TEXT PROVIDED:
[Begin]

What can go wrong during the recruitment process?

Recruiting the right people, with the right skills at the right time is one of the most important HR activities.  As the World of Work rapidly continues to change, the process of finding and retaining good talent gets ever more challenging.  

The recruitment process for some hiring managers can be an interruption to their core business.  For others, they will take full advantage of hiring new skills into the team.  The hiring process can and normally is, time-consuming, labour intensive, and costly even if you get it right first time.

Having worked in a recruitment role now for a couple of decades, I’d like to think I know most of the things that can go wrong before, during, and after the recruitment and selection process. So what are the biggest mistakes made during the recruitment process that can cost your business more time and most definitely more money?

Common mistakes during the recruitment

1. Job Description 

Not having an accurate or detailed job description and person specification.  The job description is the most important document in the hiring process.  Everything else flows from the information on the job description. 

For example, the job advert will be written using the information in the job description.  The screening information to sift the CVs and applications will flow from the job description.  When designing the most effective selection method the decisions will be based on the information in the job description.  The interview questions will be derived from the information in the job description.

[End]

RECORD LIST:
[Begin]

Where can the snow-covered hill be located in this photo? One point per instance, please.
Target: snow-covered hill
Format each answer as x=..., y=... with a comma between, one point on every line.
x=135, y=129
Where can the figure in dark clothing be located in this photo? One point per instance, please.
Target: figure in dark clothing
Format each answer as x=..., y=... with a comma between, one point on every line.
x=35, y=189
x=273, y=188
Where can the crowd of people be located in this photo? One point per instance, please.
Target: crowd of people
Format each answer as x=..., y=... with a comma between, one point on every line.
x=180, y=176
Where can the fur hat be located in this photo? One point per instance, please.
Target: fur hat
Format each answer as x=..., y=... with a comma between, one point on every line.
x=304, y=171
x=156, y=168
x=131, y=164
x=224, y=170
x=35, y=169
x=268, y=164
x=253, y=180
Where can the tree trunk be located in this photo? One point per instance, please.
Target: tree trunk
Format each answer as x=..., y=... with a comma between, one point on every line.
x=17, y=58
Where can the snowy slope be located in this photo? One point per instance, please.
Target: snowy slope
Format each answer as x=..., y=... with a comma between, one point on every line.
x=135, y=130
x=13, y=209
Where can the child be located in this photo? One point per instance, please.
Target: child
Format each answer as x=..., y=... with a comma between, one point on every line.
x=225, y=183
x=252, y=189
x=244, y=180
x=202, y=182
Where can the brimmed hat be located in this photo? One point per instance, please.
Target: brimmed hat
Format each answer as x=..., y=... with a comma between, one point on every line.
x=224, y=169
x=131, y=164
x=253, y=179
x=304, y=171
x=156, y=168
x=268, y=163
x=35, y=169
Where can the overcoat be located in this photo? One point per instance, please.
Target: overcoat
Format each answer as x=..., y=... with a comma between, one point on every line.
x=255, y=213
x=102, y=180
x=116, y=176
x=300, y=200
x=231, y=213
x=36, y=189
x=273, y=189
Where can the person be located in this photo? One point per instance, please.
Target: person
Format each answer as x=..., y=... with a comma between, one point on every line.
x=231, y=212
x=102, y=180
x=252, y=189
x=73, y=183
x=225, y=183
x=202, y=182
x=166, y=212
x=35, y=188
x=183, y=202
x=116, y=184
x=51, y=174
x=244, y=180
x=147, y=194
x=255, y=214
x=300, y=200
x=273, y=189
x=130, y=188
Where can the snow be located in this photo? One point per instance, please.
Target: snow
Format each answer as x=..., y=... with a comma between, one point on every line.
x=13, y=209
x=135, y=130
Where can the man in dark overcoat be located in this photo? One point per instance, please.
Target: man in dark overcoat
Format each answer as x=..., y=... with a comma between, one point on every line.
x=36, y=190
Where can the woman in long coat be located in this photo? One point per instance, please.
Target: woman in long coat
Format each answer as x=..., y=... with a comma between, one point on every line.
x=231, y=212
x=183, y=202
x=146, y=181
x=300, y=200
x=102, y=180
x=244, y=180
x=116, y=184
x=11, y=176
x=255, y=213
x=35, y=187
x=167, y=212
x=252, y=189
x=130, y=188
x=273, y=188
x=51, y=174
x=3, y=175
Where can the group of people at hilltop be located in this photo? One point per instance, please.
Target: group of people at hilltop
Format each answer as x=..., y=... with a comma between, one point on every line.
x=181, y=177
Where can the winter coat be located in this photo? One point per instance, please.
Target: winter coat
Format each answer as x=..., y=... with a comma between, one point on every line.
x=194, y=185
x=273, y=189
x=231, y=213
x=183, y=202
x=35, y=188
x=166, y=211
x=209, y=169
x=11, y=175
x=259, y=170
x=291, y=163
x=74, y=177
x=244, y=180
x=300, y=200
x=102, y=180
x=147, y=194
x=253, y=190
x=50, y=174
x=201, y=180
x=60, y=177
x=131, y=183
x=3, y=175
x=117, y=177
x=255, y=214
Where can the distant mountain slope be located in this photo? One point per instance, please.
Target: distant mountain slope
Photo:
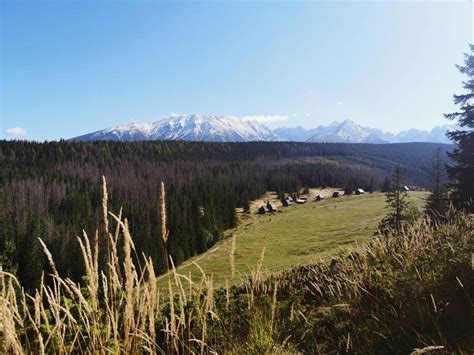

[End]

CHALLENGES:
(1) Edit the recruitment article starting at "Recruiting the right" and ending at "ever more challenging.", with "talent" changed to "candidates".
(2) According to the recruitment article, which document is the most important in the hiring process?
The rows are separate material, unrelated to the recruitment article.

EXERCISE RESPONSES:
(1)
Recruiting the right people, with the right skills at the right time is one of the most important HR activities.  As the World of Work rapidly continues to change, the process of finding and retaining good candidates gets ever more challenging.

(2) The job description.